Now, it is precisely beginning from here, from this personal experience of faith lived in the Church, that I feel at ease in listening to your questions and in seeking, together with you, the ways through which we might, perhaps, begin a segment of the way together.

(…)

Therefore, one must be confronted with Jesus, I would say, in the concreteness and roughness of his event, as is narrated especially by the oldest of the Gospels, that of Mark. One sees then that the “scandal” that the word and practice of Jesus caused around him stem from his extraordinary “authority”: a word, this is, that attests from the Gospel of Mark, but which isn’t easy to render in Italian. The Greek word is “exousia,” which literally refers to that which“comes from being,” which is. It’s not about something exterior or forced, therefore, but of something that emanates from within and that imposes itself. Jesus, in fact, strikes, breaks, innovates beginning with – He himself says so – from his relationship with God, called familiarly Abba, who gives Him this “authority” so that he will exercise it in favor of men.

Job 1:
Answer these questions about the excerpt on the authority of Jesus, one answer per line:
(a) Which Gospel does the excerpt call the oldest?
(b) What Greek word is given for "authority"?
(c) What name does Jesus familiarly use for God?

Stored records:
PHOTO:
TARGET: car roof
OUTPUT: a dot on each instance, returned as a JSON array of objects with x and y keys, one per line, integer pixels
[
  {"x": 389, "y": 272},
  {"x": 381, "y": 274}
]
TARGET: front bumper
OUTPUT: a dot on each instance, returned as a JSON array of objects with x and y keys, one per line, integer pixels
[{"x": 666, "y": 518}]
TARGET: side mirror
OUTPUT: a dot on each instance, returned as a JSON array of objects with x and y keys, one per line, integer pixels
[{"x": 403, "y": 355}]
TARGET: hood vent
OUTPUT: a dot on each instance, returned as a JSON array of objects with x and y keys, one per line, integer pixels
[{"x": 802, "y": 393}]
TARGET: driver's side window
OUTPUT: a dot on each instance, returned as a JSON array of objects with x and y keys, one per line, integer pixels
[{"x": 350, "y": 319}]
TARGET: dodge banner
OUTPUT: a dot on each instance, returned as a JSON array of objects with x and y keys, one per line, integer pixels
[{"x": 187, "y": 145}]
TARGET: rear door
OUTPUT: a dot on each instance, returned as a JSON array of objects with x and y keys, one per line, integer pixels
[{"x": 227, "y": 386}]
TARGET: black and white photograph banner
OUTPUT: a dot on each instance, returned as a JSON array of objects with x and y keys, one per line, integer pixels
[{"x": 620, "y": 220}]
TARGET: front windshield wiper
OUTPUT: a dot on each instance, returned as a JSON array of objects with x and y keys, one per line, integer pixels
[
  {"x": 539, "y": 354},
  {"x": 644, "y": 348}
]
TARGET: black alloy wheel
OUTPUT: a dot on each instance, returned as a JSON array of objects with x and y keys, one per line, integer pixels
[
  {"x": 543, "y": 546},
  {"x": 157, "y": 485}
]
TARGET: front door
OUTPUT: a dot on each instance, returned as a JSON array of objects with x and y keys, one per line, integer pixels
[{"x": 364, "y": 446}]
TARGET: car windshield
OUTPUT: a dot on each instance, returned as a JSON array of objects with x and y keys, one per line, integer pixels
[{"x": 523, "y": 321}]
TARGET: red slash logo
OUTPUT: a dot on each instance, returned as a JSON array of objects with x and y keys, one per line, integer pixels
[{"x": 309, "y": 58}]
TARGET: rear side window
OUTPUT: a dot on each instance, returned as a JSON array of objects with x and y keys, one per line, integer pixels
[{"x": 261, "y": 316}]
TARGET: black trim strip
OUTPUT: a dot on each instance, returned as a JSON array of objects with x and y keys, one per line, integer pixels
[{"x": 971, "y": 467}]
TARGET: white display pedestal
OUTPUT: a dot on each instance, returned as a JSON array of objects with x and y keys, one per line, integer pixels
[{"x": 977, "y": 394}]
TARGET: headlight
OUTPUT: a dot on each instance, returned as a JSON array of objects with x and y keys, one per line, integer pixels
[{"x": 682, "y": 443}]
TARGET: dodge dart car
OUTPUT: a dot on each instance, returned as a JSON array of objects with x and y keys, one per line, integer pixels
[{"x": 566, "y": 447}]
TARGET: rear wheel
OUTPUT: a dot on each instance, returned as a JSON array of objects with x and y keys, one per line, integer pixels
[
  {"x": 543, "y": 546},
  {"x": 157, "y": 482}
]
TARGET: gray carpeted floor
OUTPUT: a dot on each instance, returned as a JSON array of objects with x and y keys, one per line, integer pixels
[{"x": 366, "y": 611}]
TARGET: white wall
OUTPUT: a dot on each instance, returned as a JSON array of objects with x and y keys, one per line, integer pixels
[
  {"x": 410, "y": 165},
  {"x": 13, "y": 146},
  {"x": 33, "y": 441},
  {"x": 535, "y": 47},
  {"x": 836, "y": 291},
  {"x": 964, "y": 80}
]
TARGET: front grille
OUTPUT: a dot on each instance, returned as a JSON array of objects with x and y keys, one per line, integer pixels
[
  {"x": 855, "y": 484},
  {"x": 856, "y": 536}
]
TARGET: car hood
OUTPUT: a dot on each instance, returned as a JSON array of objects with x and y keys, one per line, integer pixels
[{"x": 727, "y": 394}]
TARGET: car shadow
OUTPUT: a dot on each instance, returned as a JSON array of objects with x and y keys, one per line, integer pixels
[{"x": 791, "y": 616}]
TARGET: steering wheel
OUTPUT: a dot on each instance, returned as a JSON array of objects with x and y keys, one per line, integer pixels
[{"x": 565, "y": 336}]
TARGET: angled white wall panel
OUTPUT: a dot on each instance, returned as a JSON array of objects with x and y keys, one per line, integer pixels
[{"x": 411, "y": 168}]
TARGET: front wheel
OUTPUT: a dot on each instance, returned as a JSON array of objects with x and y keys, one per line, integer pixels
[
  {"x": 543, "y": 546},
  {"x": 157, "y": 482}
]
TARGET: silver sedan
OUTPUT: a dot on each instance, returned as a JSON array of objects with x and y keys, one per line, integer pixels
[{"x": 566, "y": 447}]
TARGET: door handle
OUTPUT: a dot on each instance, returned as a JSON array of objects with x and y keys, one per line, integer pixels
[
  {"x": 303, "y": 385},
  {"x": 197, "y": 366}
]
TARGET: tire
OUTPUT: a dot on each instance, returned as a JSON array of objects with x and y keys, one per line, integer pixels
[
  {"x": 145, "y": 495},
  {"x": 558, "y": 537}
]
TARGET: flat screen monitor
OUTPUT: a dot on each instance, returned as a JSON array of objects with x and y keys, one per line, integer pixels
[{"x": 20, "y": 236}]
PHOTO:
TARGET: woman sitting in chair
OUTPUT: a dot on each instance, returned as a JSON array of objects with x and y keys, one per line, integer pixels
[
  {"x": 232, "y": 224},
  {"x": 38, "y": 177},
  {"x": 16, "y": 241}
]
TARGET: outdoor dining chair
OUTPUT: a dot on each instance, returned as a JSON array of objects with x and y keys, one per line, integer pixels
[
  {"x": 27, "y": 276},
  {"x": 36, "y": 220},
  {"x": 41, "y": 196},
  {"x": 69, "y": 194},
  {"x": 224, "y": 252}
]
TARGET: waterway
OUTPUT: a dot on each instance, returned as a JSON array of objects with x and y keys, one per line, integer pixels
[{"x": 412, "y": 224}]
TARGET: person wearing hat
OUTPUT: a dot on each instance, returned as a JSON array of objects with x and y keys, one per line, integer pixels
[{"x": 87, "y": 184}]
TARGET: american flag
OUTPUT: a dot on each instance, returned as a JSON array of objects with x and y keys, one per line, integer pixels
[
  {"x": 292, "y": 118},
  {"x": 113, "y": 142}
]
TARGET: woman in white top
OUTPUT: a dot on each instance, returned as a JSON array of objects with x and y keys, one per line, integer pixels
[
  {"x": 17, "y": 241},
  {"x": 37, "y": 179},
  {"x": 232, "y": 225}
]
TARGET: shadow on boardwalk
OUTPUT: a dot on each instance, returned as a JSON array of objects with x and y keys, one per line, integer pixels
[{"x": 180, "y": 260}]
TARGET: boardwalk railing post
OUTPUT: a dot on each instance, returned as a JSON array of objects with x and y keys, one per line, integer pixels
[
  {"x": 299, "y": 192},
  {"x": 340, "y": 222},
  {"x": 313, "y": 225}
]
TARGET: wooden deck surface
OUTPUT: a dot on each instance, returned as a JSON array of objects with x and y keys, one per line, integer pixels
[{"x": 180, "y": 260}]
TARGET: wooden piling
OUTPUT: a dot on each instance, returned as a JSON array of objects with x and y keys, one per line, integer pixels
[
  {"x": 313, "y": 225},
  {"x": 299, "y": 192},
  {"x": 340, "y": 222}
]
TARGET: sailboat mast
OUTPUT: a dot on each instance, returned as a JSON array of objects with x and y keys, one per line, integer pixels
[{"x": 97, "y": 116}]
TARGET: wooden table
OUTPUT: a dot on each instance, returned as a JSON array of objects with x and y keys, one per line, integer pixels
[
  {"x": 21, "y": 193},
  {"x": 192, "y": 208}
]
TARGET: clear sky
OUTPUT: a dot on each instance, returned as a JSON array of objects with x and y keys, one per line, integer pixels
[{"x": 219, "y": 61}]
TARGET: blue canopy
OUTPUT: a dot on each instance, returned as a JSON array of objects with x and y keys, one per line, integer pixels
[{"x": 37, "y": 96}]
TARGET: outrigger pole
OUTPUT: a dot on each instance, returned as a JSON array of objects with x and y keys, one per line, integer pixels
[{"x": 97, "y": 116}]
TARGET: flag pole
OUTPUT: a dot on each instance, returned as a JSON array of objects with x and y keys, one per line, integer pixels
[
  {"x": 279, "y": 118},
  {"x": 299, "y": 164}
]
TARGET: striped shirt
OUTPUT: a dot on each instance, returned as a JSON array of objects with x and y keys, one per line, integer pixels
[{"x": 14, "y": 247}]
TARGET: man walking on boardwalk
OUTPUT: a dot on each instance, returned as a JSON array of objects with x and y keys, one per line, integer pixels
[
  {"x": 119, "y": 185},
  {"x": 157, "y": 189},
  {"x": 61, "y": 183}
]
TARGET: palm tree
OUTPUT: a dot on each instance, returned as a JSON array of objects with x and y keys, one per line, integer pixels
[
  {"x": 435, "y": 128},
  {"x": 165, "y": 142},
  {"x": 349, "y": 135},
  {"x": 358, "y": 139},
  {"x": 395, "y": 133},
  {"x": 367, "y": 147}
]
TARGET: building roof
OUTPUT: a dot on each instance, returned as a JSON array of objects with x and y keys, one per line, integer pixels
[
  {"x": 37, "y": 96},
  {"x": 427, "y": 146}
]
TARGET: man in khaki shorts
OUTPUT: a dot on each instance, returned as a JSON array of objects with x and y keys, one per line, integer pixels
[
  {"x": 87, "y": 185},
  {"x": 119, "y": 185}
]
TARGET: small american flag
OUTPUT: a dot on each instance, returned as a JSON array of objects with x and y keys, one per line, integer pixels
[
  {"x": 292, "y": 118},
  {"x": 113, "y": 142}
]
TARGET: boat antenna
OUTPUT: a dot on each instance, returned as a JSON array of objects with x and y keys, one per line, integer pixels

Job 2: List every line of the listing that contains the string "windshield", treating uppercase and lowercase as different.

Finished answer 1:
(a) The Gospel of Mark
(b) Exousia
(c) Abba

Finished answer 2:
TARGET: front windshield wiper
TARGET: car windshield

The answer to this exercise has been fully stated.